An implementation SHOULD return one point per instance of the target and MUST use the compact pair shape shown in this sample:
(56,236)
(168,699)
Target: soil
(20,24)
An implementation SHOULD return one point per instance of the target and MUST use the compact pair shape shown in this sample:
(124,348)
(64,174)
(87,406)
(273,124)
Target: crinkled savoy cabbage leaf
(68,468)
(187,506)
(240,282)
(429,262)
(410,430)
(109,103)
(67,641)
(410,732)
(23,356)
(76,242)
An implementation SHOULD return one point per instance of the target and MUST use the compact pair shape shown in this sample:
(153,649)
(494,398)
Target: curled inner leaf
...
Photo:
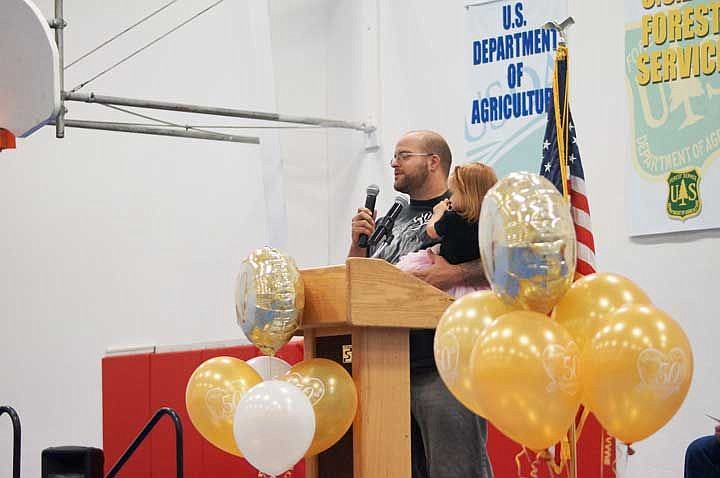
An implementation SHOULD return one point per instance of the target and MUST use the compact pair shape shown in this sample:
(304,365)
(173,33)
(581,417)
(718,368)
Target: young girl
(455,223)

## Task prompt
Gather every row above that contains the word "leaf" and copy each one out. Case counts.

## Written solution
Target: crinkled savoy cabbage leaf
Target: curled inner leaf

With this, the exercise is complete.